→ Фрагмент текста
XX век доказал: «информация» = «сила», в умелых руках она превращается в мощный инструмент социального воздействия.
В зависимости от целей СМИ, информация может представляться полностью, стремясь к объективной картине, рассматривает ситуацию с разных точек зрения или же умалчивает «лишние» факты. Так создаются условия для «информационной войны» – ожидаемом дитя нового времени, технического прогресса ангажированной журналистики.
Пример «информационной войны» – интерпретация и освещение событий Первой чеченской кампании в российских и зарубежных СМИ.
Вопрос освещения конфликта на Северном Кавказе в прессе и по ТВ заслуживает отдельного материала (напишите в комментариях, если это интересно). Здесь же будет рассмотрен феномен информационного возмущения, который выступал основой для всё новых атак в информационной войне 1994-1996 гг.
Выученный набор ответов
Как ни странно, но первыми влияние «информационных возмущений» на исследование и освещение конфликта заметили вовсе не журналисты. Валерий Александрович Тишков, доктор исторических наук, этнолог и социальный антрополог писал:
В ситуации с Чечней обнаружился феномен, который вообще заставил меня усомниться в незыблемости постулата “полевой работы на месте”. Информация “фонит” разного рода манифестными проявлениями и эмоциональными отношениями, которые в спокойной обстановке обычно отсутствуют. Этот фон становится основным смыслом, за которым больше ничего нет и в принципе быть не может, ибо сам рассказ становится посланием или лозунгом.
Здесь и далее: Тишков В.А. Общество в вооруженном конфликте, том 3
Изучая общество в военное время, Тишков допускал, что само информационное поле и люди, которые являются источником информации, могут пребывать в настолько потрясённом или возмущенном состоянии, что зафиксировать удастся только лишь сам этот фон.
Среди этнографов находились те, кто продолжал свои исследования в месте ведения боевых действий. Анализируя интервью в момент конфликта, Валерий Александрович отмечал, что почти все ответы чеченцев были стандартны и поверхностны или в них явно сквозили кураж и ирония. «Это был такой же заданный и пустой разговор, как в репортажах из Чечни, снятых журналистами и любителями», — писал доктор наук.

→ Исходные данные
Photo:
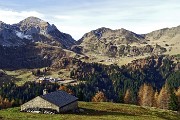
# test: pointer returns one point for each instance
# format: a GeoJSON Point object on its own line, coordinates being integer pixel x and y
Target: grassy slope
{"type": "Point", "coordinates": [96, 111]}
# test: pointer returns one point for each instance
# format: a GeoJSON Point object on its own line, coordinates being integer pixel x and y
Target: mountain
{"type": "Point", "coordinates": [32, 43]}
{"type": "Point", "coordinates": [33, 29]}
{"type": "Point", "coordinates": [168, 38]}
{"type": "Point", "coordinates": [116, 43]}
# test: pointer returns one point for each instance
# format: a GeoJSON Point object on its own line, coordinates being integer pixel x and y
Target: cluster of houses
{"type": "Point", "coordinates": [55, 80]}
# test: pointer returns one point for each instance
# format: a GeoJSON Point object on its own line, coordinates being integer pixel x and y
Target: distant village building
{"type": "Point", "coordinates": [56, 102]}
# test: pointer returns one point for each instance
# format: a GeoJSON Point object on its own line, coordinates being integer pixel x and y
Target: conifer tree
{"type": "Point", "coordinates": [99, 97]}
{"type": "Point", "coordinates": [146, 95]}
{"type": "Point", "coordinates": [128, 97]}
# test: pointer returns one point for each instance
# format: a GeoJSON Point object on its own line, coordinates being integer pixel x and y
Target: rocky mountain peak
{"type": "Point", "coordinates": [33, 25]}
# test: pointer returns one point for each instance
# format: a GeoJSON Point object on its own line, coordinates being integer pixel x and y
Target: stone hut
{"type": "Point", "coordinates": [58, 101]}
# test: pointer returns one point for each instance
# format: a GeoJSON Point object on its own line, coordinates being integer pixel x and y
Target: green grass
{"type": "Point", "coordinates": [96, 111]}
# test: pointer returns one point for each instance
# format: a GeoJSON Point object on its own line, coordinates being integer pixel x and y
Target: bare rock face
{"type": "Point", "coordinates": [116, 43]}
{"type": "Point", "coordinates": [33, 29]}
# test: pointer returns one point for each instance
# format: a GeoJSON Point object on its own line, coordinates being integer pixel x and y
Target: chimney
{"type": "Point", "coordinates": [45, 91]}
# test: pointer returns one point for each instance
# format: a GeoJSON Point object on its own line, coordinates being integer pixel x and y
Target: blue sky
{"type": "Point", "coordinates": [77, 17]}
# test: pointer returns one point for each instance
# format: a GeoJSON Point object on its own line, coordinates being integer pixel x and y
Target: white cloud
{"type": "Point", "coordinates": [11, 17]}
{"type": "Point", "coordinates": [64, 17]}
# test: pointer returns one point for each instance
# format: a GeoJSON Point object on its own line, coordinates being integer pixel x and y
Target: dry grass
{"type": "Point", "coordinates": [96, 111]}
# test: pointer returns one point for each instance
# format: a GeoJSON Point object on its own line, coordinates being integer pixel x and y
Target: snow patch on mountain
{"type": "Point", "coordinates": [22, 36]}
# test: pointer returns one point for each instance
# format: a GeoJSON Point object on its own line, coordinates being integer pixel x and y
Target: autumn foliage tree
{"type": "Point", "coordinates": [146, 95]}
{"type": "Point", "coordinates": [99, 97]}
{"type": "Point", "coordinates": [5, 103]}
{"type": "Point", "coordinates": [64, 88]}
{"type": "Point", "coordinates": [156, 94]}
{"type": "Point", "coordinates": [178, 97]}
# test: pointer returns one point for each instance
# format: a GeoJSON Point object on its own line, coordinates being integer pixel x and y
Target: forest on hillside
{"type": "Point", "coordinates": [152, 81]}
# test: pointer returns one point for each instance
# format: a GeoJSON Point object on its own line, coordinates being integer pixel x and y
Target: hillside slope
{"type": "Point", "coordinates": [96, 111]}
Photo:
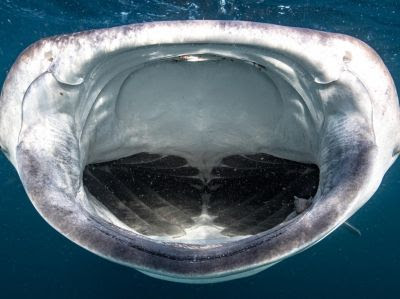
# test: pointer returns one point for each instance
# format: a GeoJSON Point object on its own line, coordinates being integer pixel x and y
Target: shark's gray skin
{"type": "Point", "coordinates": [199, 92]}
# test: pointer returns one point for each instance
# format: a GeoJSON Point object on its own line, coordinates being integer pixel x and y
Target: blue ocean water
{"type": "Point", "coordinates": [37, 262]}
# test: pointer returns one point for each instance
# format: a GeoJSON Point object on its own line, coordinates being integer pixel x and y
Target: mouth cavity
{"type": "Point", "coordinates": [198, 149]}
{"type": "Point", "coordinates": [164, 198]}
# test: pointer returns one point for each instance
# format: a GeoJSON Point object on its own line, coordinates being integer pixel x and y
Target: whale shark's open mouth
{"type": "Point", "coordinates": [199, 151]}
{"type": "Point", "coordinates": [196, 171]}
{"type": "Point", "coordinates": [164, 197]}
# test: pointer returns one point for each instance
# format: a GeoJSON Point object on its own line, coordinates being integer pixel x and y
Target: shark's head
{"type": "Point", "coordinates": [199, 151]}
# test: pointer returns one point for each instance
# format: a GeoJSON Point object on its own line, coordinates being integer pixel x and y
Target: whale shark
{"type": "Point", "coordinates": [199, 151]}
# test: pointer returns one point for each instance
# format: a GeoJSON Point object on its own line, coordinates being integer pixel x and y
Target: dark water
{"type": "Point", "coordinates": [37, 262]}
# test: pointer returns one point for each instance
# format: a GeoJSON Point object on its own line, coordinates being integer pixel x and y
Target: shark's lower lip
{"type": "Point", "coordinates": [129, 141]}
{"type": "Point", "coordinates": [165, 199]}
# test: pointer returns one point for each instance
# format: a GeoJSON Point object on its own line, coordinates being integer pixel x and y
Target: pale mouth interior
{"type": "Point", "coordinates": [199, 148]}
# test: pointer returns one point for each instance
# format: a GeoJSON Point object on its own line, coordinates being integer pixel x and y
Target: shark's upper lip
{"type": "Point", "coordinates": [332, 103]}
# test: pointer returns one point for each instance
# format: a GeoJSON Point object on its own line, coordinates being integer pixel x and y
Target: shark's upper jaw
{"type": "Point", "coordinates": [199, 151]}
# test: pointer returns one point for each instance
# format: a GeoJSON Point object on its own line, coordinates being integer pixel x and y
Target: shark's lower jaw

...

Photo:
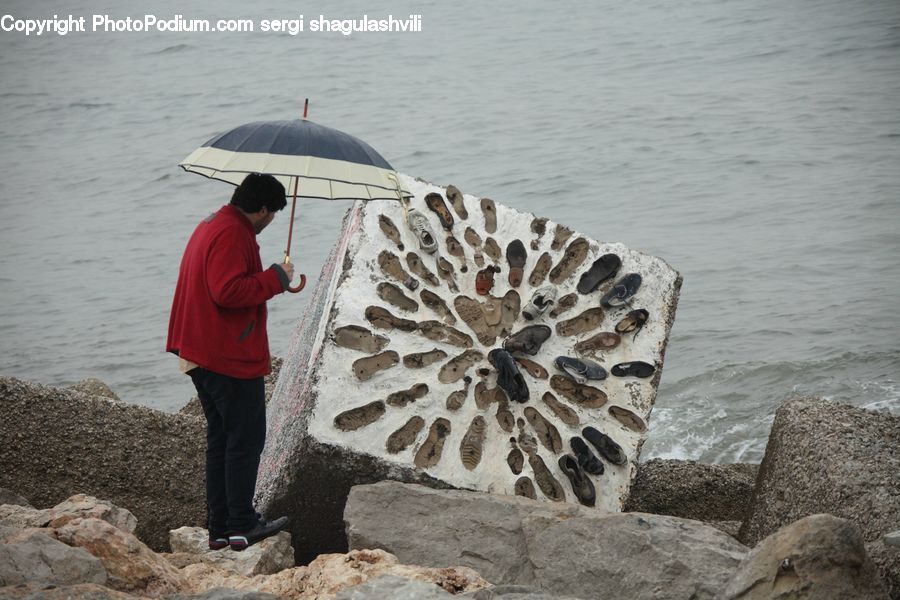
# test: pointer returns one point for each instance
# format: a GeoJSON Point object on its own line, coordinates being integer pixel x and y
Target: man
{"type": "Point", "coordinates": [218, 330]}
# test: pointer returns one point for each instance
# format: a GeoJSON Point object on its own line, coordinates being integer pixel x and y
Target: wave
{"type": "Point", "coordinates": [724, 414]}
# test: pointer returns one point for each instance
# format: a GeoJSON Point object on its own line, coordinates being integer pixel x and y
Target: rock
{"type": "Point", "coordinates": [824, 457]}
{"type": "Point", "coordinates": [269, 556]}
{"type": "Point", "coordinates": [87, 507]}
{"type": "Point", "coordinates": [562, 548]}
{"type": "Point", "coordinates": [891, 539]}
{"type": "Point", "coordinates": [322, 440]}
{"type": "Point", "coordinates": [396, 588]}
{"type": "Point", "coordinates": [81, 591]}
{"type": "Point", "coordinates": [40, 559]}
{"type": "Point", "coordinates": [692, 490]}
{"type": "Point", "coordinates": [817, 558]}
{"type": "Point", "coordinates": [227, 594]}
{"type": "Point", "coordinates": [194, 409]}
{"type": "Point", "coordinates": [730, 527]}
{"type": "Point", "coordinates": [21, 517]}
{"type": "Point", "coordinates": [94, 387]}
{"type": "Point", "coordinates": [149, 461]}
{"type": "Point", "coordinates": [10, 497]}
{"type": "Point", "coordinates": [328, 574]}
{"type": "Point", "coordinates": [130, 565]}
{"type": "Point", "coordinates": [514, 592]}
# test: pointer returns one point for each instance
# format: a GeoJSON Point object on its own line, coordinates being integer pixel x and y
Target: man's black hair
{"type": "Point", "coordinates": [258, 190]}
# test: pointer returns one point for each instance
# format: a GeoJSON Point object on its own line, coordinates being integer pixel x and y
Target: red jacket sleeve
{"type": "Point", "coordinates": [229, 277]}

→ Задание 1
Перепишите из текста об информационной войне всё, начиная со слов «В зависимости от» и вплоть до слов «прогресса ангажированной журналистики.».
→ Задание 2
Перечислите все характеристики, которыми текст об информационной войне описывает Валерия Александровича Тишкова.
→ Задание 3
Продолжите текст об информационной войне в СМИ, начав сразу после его последнего предложения.
Данные представляют собой самостоятельный материал, не связанный с текстом.

→ Письменный ответ 1
В зависимости от целей СМИ, информация может представляться полностью, стремясь к объективной картине, рассматривает ситуацию с разных точек зрения или же умалчивает «лишние» факты. Так создаются условия для «информационной войны» – ожидаемом дитя нового времени, технического прогресса ангажированной журналистики.

→ Письменный ответ 2
Доктор исторических наук, этнолог, социальный антрополог.

→ Письменный ответ 3
«За что воюете!», «Зачем пришли в Чечню!», «Как с Вами обращаются!», «Кто во всём виноват и что происходит в Чечне?» — эти много раз публично заданные вопросы создали выученный набор ответов, превратив массовое мышление в вариант мифомедийного образа.
«Воюем неизвестно за что», — говорят военнослужащие федеральной армии в зоне вооруженного мятежа. «Чечня — это не наша земля», — заявляют в микрофон российские граждане про свою страну.
«Кормили и обращались нормально, сильно не били», — сообщают униженные и истощенные пленники чеченцев.
«Мы воюем, чтобы защищать своих матерей и свои дома», «У нас право на самоопределение», «За что нас бомбит Россия!», — отвечают воюющие чеченцы.
Спустя три года те же федеральные военнослужащие, от генерала до солдата, произносят: «Мы здесь навсегда. Это наша земля и это часть России. Мы покончим здесь с бандитами». Что касается заявлений чеченцев перед микрофонами и камерами в условиях изменившихся настроений и более жесткой полевой цензуры, то они примерно следующие: «Устали жить при бандитах и под бомбежками. Уж если советская власть вернулась, тогда хотя бы не уходила. Мы против России не воевали и не воюем, но если в дом свои боевики попросятся, выдавать не станем. Этих бандитов сами уничтожим: такое горе от них».
Информационное поле во время Первой чеченской оказалось подобно газетной странице, рядовой читатель терялся среди полуправдивых разномастных источников — и ведь события развивались в тот период, когда доля советских людей ещё не научилась жить при таком обилии таблоидов. «Если написано в газете или так говорят по телевизору, значит, правда — иначе в эфир тогда не выпустили?». Официальные источники же при этом зачастую хранили молчание — словно бы подтверждая размышления части граждан. Этим не могли не пользоваться.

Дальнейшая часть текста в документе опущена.